# Proper hand gun etiquette you vets can offer.



## ringingears (May 13, 2009)

One I noticed and thought was proper:
When somebody (that you assume to be proficient in handling a weapon) asks politely if they can hold your weapon (recently at a gun shop a guy asked me). Is it good etiquette to remove the mag and place the slide in the locked and open position? He double checked the chamber and I thought it was not necessary no biggy.
Obviously so that they feel safe in that you are not handing them a loaded weapon. 
Just a thought. any other tips from you guys would be good to hear. we pride ourselves on safety so NOBODY ever gets hurt.

Thanks gentlemen and ladies.

PS. Of course handing a gun to somebody that's never even held one before I would assume you would show them literally how you are looking down the chamber to ensure you are passing them an unloaded firearm.


----------



## TOF (Sep 7, 2006)

Yes it is proper to remove the mag and lock the slide back on auto's. If it were a revolver you should open the cylinder if possible and do everything possible to assure the weapon is unloaded and let the recipient know it is. The recipient should then verify status for him/herself once it is in their hands.

During this process/ritual do not allow the muzzle to point at any person. Typicaly it should be pointed up during the transfer. If you need to unload it be absolutely certain it is pointed in a safe direction. Preferably at something that can absorb a bullet without causing a ricochet. A tree will work if available if not something with comparable capability.

If someone allows you to handle their gun you should not pull the trigger or otherwise operate it without first obtaining clear permission to do so.

Stay safe

tumbleweed


----------



## SaltyDog (Jan 1, 2009)

ringingears said:


> When somebody (that you assume to be proficient in handling a weapon
> .

::::

Answer these questions using the forum thread on handgun etiquette.
(a) In the first post, what did the man at the gun shop do after being handed the weapon?
(b) In the reply, which direction should the muzzle typically point during the transfer?
(c) In the reply, what should a person handling someone else's gun not do without first getting clear permission?

* **Material provided**

::::

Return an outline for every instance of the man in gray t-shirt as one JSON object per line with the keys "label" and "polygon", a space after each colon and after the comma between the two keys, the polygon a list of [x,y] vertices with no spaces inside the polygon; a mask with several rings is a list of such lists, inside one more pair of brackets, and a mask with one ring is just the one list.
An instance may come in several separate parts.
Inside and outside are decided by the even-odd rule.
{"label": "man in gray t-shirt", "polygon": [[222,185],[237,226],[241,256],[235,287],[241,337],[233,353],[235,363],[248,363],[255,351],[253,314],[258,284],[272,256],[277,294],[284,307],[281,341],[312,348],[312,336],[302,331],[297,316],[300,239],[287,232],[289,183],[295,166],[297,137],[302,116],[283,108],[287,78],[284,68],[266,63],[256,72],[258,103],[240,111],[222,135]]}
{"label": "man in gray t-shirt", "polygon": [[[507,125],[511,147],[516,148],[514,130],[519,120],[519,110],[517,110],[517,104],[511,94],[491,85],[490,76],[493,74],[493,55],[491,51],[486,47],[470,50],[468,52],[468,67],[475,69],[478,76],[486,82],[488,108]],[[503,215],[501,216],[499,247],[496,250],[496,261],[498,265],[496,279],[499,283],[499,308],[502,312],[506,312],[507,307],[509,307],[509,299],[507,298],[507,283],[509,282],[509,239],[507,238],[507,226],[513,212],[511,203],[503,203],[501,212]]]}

::::

* **Answer to the exercise**
(a) He double checked the chamber.
(b) Up.
(c) Pull the trigger or otherwise operate the gun.